+++ Records for the exercise

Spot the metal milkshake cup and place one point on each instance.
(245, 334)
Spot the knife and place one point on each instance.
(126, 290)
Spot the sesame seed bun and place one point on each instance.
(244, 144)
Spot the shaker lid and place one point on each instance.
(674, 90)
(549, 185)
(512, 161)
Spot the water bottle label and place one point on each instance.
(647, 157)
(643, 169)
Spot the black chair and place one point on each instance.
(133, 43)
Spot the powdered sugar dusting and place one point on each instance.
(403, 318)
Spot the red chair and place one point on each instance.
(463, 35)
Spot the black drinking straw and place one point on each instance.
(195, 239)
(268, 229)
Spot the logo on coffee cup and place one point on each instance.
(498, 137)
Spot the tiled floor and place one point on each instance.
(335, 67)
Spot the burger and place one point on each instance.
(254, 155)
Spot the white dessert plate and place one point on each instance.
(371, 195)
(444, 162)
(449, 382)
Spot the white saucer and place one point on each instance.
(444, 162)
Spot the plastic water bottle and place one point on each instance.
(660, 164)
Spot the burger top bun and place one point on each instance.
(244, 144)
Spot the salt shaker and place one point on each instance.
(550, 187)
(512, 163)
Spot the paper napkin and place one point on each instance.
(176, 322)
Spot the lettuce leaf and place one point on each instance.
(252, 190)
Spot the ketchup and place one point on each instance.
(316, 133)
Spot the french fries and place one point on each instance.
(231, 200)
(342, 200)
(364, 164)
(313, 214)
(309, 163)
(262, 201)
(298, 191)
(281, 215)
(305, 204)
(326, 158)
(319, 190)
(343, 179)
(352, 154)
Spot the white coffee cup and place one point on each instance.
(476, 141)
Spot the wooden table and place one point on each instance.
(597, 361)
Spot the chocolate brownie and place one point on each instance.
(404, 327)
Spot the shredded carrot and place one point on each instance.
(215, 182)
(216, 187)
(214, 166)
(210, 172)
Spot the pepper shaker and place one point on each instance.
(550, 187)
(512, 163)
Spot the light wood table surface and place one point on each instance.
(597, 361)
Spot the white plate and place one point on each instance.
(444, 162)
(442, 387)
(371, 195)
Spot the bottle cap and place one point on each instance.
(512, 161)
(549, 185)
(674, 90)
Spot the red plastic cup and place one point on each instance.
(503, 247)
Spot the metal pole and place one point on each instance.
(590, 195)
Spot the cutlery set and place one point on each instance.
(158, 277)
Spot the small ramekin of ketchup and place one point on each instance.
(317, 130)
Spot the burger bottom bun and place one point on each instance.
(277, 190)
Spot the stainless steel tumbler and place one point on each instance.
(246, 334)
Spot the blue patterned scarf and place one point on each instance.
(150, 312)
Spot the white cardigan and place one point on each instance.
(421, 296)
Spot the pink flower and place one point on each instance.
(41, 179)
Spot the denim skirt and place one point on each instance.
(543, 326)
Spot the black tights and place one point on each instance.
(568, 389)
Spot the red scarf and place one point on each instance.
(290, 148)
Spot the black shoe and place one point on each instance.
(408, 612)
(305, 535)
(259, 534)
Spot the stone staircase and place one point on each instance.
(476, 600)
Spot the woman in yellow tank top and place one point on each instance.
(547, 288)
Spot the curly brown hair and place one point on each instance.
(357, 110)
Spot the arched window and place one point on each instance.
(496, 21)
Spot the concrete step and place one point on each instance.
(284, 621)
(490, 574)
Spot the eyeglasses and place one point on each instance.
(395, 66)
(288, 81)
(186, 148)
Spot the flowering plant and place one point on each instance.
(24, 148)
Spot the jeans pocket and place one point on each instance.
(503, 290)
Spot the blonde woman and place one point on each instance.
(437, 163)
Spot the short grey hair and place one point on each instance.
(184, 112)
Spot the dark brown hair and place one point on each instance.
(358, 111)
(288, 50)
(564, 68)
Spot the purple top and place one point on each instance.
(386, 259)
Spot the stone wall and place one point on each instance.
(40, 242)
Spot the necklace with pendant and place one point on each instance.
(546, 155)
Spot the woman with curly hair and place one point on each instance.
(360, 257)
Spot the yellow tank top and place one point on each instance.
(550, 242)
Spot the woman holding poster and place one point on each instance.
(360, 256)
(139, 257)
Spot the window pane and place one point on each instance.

++++++

## Work item
The line containing "Spot the blonde" marks the start. Reproduce it and all lines after it through the end of the listing, exactly and alone.

## Expected output
Spot the blonde woman and place one point on each instance.
(437, 163)
Spot the short grey hair and place one point on each instance.
(184, 112)
Spot the dark brown hair and place one point on each instance.
(358, 111)
(288, 50)
(564, 68)
Spot the purple top and place one point on each instance.
(386, 259)
Spot the stone wall and place one point on each instance.
(40, 242)
Spot the necklace with pendant and place one point on each instance.
(546, 155)
Spot the woman with curly hair and place one point on each instance.
(360, 257)
Spot the yellow tank top and place one point on each instance.
(550, 242)
Spot the woman holding poster and place one point on each instance.
(360, 256)
(139, 257)
Spot the window pane and place one point on each instance.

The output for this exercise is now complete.